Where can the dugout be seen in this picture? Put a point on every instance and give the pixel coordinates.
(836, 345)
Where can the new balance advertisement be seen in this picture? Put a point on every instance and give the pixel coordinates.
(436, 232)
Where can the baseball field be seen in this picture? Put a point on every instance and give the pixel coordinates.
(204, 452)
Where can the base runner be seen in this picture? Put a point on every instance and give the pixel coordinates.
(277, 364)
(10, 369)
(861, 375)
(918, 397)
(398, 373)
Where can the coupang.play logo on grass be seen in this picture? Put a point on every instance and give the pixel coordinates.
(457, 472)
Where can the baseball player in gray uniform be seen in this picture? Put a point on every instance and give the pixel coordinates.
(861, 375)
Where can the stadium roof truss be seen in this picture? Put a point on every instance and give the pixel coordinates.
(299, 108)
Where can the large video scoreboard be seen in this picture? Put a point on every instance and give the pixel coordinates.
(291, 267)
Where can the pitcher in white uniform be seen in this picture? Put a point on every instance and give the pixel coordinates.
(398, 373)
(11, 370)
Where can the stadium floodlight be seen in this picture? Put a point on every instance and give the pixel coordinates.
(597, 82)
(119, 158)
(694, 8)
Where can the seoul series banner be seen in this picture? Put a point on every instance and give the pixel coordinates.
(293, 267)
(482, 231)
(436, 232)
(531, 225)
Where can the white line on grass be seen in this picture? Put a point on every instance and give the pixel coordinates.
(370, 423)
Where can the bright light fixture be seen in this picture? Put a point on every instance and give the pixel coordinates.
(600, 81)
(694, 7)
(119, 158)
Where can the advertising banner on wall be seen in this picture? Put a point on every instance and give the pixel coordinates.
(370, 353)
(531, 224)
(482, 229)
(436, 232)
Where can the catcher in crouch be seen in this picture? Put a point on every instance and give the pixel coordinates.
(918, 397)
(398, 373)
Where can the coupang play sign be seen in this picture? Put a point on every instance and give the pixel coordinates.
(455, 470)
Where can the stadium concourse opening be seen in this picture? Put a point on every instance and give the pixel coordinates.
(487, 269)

++++

Stated task
Update all of the material above by changing "pixel coordinates" to "x and y coordinates" wherever it occurs. Reproduce every line in full and keep everything else the same.

Full answer
Where can the dugout be seen in this picture? Put a point on every instance and give the x and y coordinates.
(836, 345)
Where can the new balance advertisement be seen in this picture? Put a point on every instance and give the x and y coordinates.
(436, 232)
Where can the baseball field be seen in this picture? Put a point on every instance and give the x and y coordinates.
(204, 452)
Where can the base runner be seen in this picture? Put a point on every instance and give the x and y coordinates.
(277, 364)
(10, 369)
(861, 375)
(918, 397)
(398, 373)
Where can the coupang.play logo on grass be seen in this picture? Put a point on every instance and give the x and y coordinates.
(457, 472)
Where can the baseball player in gray uniform be seen in this picture? Put a point on every instance and give the x and y coordinates.
(861, 375)
Where can the stadium roof truss be seen in this picture? Put a point on every instance and give the x and y coordinates.
(299, 108)
Where can the large video scoreboard be seen in this picture? Put a point on every instance and give the x and y coordinates.
(291, 267)
Where can the pitcher in white uniform be seen in this picture? Put a point on every instance and give the x and y coordinates.
(398, 373)
(11, 370)
Where can the stadium floodlight be seen in this picture? Put a point on every instance and give the x and y coordinates.
(597, 82)
(119, 158)
(694, 8)
Where can the seoul series banner be seen in this picture? Put a point on every instance and give the x and y coordinates.
(293, 267)
(482, 231)
(436, 232)
(531, 225)
Where can the white line on grass be seen in this picture? Put a point on every instance and give the x and y coordinates.
(370, 423)
Where can the bright light fixture be seen in this picture? Put a point on every instance and give the x and y coordinates.
(600, 81)
(694, 7)
(119, 158)
Where can the advertising banner on wall be seen in this picture? Put a point on every instance and give the x and y coordinates.
(370, 353)
(531, 224)
(482, 229)
(436, 232)
Where can the catcher in crouch be seen in this picture? Put a point on every instance and give the x and y coordinates.
(918, 397)
(398, 373)
Where can the coupang play sign be seen in this picture? Put a point on every instance and give the x and y coordinates.
(455, 470)
Where can the stadium concourse opening be seen in this picture? Put a point on every instance and give the x and y coordinates.
(487, 269)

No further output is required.